### DATASET ENTRIES
+===+

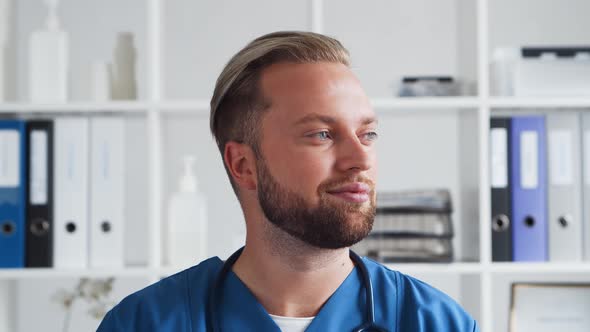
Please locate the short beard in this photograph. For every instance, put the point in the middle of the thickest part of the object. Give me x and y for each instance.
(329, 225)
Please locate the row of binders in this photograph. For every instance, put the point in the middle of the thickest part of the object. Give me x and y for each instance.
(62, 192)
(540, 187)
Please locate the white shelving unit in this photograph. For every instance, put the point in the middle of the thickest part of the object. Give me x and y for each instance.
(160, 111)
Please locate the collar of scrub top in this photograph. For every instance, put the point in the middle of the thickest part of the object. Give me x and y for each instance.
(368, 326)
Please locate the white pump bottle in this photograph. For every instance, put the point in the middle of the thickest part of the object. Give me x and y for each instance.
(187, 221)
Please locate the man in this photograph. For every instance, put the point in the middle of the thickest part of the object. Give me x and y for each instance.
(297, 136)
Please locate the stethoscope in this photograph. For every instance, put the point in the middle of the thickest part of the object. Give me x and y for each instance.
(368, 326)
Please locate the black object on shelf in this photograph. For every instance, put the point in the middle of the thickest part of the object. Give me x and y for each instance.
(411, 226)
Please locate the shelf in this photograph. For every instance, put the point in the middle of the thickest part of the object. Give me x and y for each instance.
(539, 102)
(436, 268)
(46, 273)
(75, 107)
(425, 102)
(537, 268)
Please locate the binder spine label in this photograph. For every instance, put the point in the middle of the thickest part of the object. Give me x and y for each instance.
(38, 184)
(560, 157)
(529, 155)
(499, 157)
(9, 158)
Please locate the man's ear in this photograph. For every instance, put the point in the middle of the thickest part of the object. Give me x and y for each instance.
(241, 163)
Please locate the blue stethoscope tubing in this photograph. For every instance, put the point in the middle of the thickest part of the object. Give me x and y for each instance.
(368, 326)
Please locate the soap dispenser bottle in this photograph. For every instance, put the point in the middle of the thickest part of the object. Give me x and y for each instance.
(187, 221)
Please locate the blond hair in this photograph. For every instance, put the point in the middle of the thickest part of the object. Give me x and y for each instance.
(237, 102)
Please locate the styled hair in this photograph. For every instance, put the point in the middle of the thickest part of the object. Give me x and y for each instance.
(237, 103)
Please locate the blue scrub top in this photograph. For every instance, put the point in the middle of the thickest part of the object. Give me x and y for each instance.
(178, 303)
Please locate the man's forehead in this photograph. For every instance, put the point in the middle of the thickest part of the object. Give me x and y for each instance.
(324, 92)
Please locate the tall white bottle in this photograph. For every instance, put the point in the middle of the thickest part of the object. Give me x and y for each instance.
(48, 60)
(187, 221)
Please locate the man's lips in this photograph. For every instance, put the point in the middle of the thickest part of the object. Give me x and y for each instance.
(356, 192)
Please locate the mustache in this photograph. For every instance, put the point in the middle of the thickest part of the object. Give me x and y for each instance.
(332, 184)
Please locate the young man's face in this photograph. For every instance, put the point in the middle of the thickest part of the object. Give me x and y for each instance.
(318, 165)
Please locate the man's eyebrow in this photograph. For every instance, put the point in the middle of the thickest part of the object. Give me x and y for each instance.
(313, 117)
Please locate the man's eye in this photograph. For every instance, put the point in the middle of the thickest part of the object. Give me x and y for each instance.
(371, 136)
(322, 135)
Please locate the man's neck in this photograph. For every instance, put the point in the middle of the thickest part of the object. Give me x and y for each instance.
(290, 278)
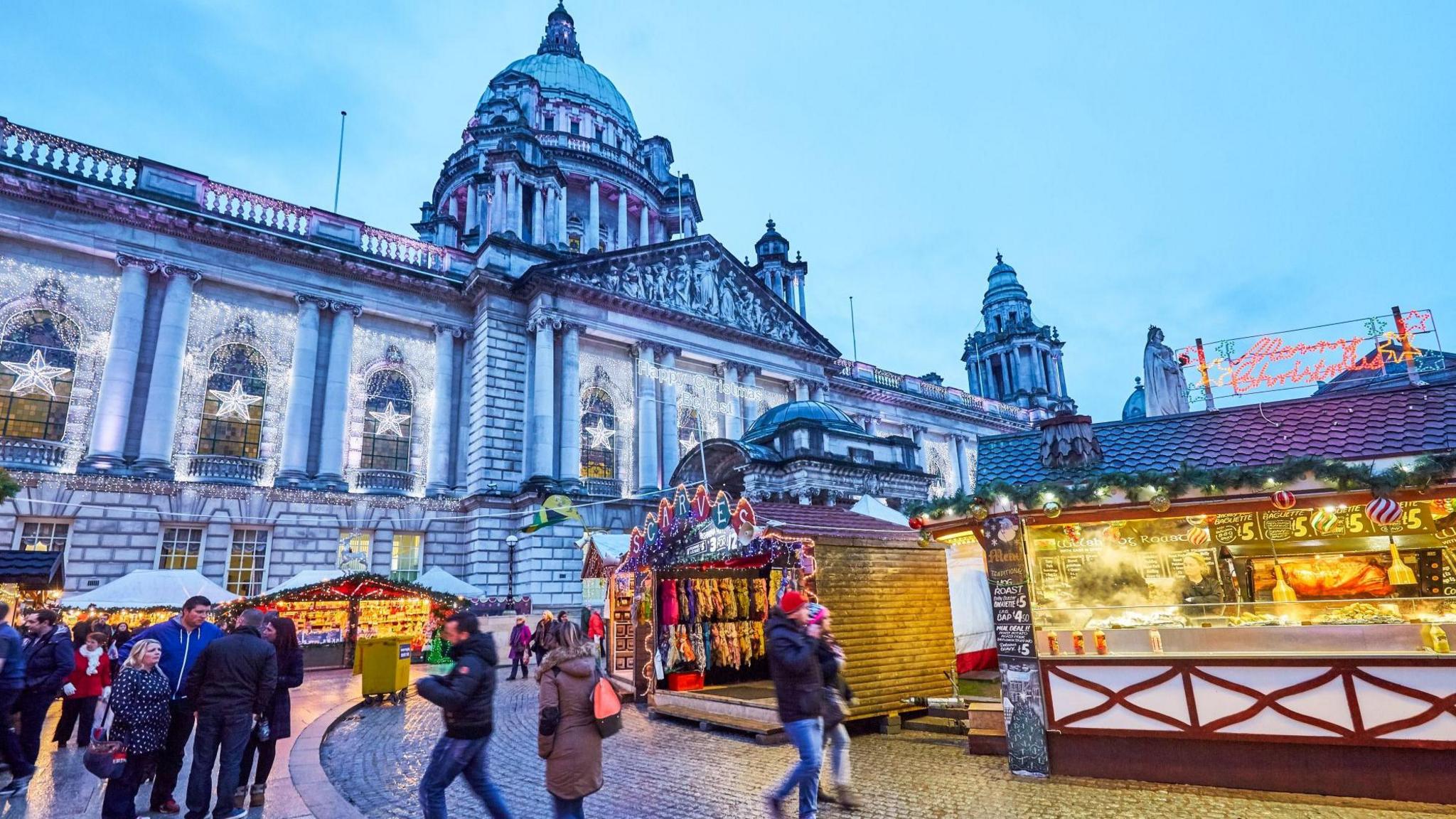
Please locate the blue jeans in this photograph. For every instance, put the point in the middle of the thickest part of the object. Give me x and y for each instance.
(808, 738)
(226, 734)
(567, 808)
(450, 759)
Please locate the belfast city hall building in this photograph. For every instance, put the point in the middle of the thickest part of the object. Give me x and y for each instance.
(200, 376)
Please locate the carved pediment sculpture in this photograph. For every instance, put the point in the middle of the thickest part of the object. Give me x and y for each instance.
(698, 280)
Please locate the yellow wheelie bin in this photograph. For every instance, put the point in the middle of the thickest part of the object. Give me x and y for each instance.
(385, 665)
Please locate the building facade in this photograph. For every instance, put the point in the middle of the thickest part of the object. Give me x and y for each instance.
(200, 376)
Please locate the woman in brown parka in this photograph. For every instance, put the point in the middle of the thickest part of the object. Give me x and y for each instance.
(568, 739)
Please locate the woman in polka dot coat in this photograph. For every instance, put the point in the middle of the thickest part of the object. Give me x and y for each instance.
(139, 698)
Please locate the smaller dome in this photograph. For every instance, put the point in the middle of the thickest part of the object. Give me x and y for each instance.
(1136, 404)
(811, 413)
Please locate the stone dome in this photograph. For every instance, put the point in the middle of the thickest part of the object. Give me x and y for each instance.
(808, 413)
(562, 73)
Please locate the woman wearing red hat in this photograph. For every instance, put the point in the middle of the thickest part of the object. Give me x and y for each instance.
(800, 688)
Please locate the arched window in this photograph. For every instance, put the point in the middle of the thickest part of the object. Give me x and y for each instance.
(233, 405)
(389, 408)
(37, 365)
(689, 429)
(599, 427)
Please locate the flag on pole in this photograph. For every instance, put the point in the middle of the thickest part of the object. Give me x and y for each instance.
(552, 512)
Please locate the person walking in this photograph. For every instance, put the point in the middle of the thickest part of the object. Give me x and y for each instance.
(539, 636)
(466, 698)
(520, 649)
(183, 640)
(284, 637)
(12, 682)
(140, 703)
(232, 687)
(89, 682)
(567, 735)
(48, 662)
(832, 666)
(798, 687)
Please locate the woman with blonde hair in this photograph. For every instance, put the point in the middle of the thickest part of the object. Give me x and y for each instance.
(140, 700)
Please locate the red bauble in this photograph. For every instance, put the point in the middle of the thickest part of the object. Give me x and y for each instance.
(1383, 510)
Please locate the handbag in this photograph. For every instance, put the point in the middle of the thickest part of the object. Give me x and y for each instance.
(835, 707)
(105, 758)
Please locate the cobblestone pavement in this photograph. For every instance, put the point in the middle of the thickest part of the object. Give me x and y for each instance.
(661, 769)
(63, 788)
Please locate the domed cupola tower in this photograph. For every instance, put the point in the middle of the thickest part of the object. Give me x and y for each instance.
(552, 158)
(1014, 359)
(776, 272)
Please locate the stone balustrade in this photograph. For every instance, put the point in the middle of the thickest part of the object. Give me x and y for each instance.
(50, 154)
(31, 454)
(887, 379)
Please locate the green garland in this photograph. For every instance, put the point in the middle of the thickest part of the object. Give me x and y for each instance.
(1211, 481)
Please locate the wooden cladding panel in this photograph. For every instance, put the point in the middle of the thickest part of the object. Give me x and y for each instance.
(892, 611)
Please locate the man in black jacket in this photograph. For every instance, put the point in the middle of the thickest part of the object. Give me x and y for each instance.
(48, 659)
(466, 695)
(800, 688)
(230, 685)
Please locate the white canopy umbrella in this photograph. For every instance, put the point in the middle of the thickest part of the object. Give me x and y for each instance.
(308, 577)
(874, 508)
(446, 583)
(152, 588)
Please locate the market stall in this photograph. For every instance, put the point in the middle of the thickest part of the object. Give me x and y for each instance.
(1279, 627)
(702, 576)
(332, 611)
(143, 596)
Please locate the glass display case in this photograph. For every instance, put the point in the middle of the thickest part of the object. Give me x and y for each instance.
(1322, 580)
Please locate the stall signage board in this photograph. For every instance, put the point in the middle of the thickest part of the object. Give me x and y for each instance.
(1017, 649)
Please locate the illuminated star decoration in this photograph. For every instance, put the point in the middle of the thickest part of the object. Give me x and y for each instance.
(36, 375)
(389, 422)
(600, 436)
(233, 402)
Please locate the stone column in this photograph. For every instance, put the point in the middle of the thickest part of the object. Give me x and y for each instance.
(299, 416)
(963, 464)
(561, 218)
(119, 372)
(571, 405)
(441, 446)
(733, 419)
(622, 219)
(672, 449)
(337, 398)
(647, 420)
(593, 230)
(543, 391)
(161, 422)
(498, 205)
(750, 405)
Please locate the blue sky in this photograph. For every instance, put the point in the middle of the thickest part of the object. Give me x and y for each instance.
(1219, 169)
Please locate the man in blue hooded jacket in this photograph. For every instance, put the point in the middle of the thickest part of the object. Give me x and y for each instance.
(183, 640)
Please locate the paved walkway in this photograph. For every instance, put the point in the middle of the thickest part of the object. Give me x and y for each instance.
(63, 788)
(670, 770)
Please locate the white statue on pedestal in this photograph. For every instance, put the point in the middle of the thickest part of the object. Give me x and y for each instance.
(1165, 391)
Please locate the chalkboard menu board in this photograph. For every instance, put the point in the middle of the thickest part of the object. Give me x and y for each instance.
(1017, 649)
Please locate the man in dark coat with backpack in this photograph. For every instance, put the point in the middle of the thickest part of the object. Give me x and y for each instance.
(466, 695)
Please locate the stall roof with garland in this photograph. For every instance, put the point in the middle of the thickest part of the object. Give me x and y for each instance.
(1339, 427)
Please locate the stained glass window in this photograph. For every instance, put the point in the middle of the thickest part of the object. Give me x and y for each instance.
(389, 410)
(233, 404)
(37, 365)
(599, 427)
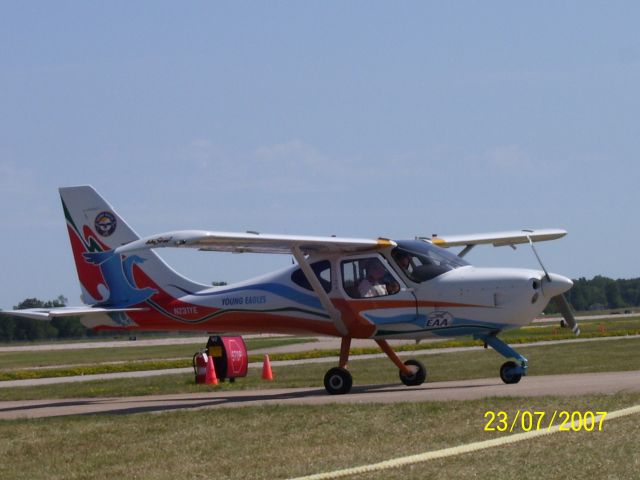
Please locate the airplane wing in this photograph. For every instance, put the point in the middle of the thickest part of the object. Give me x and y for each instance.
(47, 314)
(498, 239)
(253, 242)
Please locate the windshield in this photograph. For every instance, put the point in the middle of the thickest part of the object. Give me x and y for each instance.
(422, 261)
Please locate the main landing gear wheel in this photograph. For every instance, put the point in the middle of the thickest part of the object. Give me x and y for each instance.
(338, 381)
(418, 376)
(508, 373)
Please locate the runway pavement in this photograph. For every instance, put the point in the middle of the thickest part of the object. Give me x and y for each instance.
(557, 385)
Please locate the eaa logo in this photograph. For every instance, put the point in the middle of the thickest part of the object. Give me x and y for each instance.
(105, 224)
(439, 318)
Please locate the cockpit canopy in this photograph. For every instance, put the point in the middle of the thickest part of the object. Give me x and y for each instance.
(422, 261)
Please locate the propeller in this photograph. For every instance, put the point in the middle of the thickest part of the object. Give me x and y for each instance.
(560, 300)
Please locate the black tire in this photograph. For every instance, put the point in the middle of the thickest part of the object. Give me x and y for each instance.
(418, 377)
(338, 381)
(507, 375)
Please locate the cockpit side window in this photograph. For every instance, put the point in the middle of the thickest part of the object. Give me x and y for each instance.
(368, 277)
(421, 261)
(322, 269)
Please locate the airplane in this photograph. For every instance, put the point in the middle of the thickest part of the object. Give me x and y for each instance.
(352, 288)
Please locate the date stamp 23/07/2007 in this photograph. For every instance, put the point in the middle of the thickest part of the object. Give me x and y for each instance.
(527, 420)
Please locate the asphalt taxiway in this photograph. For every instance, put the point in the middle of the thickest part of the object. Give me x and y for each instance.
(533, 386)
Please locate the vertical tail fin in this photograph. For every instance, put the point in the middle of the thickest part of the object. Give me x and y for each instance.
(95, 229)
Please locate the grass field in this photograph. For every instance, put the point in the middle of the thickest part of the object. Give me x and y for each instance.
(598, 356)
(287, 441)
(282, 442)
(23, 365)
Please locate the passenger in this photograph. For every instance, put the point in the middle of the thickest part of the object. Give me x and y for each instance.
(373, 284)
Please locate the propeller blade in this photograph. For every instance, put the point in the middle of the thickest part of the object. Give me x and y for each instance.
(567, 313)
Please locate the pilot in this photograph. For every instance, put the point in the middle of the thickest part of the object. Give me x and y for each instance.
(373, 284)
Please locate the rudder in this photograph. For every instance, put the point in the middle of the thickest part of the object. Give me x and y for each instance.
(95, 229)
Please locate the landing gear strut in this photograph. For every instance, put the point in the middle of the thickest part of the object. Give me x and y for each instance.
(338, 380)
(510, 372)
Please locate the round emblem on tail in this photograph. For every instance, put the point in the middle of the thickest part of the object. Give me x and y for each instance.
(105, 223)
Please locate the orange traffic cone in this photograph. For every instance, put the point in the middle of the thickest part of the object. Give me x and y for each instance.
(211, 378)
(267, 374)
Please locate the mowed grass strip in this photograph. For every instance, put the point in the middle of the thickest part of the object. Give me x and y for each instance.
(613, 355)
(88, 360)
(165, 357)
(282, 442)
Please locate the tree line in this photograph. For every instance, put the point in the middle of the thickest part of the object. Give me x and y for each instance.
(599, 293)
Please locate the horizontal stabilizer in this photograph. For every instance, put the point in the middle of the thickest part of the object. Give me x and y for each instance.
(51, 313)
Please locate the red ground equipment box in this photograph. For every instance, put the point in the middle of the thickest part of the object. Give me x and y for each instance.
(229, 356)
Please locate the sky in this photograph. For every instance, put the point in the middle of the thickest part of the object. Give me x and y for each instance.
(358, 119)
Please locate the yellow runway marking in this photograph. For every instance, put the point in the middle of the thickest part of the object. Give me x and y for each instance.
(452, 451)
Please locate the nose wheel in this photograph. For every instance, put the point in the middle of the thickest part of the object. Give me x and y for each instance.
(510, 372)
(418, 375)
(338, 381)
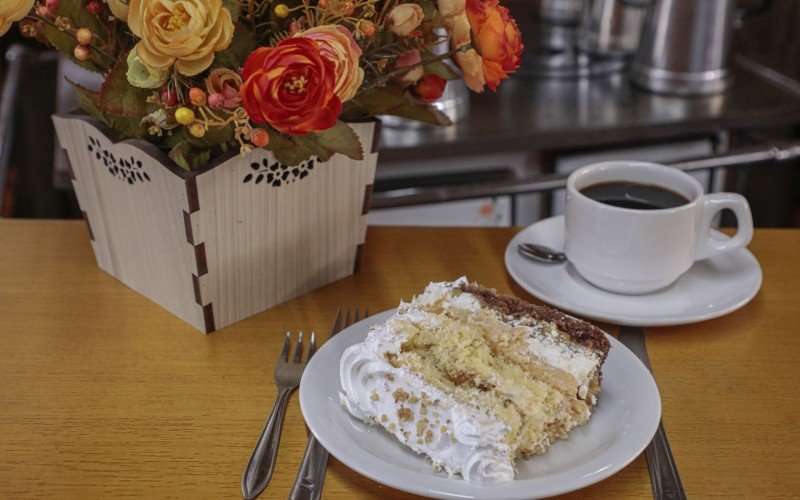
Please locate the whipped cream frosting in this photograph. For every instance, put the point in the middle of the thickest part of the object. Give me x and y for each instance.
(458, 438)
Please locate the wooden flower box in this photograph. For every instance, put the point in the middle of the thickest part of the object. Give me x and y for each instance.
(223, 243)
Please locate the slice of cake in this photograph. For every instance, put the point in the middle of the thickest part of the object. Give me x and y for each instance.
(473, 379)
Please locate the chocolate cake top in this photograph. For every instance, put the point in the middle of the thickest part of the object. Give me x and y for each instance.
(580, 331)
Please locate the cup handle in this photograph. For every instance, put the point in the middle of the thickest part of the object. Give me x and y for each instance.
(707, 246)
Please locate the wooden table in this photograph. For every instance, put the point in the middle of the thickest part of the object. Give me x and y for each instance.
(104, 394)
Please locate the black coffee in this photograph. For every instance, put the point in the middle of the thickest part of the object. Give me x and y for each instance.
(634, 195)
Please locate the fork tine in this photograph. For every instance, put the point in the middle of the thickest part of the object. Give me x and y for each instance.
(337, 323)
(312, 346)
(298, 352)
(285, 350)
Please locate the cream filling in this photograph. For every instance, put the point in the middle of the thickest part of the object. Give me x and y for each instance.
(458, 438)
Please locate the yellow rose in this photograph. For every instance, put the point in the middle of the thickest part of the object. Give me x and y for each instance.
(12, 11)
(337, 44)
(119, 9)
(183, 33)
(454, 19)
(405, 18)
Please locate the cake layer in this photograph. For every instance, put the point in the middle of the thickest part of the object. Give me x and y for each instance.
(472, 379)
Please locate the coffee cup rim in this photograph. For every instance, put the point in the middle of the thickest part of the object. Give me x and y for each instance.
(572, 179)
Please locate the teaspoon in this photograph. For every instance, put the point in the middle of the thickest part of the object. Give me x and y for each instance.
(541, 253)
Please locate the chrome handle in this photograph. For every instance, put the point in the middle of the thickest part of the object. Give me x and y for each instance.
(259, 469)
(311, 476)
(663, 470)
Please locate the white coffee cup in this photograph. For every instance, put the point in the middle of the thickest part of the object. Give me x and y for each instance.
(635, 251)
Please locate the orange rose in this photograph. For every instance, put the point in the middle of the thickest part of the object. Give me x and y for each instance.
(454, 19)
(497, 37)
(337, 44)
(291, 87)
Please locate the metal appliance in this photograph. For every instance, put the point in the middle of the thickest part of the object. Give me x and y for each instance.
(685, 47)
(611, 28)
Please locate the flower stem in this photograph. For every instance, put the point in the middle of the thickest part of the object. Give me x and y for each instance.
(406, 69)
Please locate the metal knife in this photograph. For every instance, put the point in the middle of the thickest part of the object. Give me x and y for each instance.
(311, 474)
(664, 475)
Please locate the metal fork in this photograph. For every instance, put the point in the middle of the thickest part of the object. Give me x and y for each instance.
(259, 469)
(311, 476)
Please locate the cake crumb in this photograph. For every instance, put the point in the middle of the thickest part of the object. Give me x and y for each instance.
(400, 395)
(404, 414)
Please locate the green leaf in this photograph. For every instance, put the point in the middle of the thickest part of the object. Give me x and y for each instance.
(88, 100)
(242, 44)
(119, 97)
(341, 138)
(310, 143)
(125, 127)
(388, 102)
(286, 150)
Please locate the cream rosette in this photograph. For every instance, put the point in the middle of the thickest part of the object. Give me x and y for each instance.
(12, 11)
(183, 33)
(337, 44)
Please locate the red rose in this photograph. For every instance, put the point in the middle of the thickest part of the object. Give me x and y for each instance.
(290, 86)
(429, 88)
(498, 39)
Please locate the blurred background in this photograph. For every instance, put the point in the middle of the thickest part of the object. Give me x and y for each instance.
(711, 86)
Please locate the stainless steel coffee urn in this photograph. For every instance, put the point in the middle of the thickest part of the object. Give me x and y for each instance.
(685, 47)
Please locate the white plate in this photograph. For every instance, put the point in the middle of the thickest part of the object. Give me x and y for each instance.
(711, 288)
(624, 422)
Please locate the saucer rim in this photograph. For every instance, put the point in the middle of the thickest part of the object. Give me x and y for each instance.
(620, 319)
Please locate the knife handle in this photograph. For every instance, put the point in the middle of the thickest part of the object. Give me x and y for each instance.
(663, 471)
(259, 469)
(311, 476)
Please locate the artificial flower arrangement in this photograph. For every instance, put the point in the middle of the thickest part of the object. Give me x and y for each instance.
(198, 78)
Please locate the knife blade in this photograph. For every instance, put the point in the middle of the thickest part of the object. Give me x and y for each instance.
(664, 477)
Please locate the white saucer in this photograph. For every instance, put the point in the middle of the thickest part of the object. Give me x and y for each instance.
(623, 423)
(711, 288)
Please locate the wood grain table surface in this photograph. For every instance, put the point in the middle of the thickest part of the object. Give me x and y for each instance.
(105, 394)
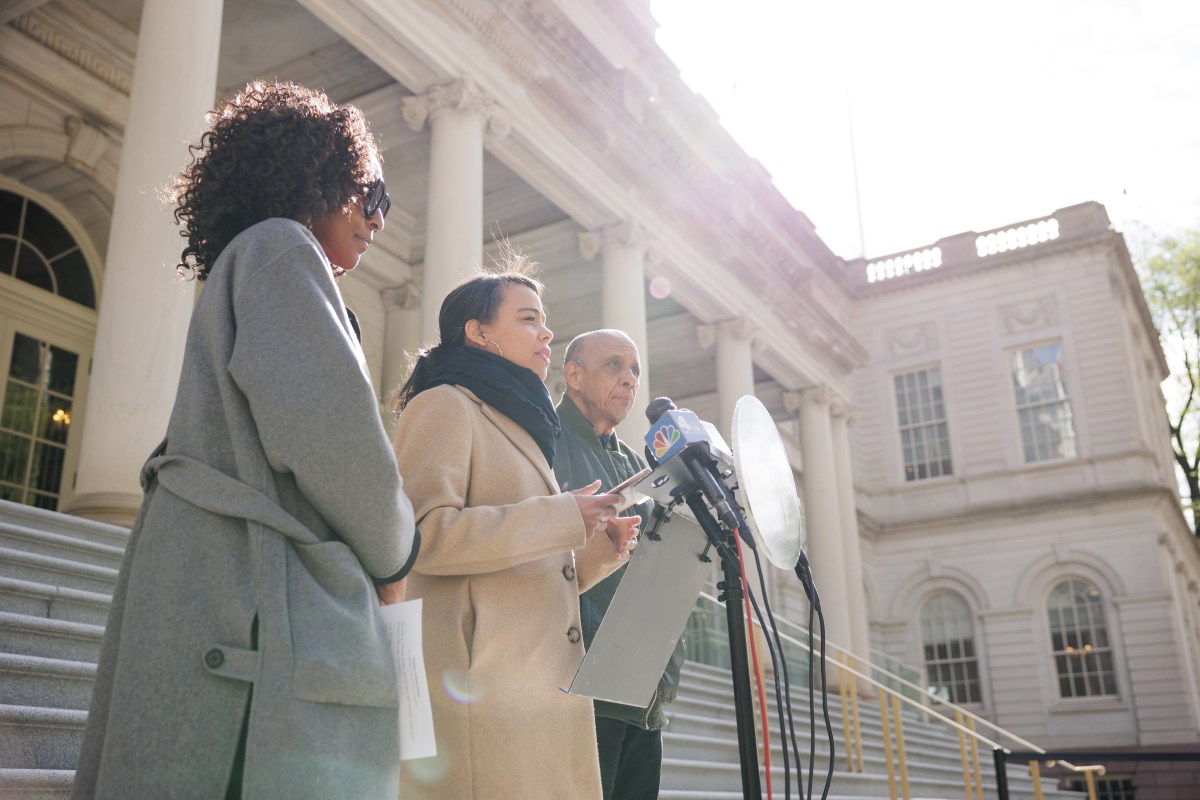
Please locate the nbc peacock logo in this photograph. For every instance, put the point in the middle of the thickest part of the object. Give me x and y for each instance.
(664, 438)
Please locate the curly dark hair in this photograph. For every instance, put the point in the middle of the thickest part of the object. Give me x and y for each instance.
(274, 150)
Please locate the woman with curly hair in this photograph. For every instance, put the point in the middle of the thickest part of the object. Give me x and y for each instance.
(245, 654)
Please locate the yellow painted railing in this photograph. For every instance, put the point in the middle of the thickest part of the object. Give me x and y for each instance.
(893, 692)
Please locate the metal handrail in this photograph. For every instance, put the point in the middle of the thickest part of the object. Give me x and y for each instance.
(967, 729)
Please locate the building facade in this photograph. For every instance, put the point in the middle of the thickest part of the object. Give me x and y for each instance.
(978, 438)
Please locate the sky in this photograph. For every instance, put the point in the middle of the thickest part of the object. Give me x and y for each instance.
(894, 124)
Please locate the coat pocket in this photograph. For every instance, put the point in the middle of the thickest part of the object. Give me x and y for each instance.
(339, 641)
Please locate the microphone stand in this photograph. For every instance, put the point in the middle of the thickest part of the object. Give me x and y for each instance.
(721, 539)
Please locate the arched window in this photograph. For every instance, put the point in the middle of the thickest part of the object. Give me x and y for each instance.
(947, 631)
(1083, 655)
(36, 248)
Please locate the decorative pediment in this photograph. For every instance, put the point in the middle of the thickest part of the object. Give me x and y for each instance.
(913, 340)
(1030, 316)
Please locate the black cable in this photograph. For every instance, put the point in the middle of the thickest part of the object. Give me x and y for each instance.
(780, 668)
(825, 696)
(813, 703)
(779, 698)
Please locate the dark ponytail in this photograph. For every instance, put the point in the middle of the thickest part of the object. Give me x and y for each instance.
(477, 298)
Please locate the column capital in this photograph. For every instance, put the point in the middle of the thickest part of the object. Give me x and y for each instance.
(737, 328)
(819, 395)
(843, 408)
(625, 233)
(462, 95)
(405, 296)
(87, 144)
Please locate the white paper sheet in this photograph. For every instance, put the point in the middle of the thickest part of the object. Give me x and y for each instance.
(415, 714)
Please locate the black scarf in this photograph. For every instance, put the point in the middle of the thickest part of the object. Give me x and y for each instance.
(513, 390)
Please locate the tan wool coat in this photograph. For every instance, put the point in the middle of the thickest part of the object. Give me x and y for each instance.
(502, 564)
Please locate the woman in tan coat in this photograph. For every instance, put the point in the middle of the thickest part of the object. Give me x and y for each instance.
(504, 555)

+===+

### STATED PROBLEM
Repeat only the stretch of lines that opens with the line containing "Please locate the column" and closes with the final line of the entries, both included, exactly as written.

### SOLUTION
Please locate the column capital in this photograph. For every instance, put the point in the middle of the thickest part of the object. Give me x and y for each instance.
(737, 328)
(819, 395)
(843, 408)
(625, 233)
(462, 95)
(405, 296)
(87, 144)
Please locate the white paper sheet in this photograph. For every instance, put the point in the middle of the thickest part of the object. Give me x and y for each instance.
(415, 714)
Please locate the black scarf in this photograph. For every instance, put the point in the middle of the thickest part of the object. Give me x and y for each instance.
(513, 390)
Please locate the tan wool coat in this photograph. For every instance, put the point in the middle of the thickest part of the object. Give me x and y for each instance.
(502, 564)
Please locate the woman in tan coat in this photograph. For every instance, put the point in the middle of the thickest part of the object. Give me x and y for each instance.
(504, 555)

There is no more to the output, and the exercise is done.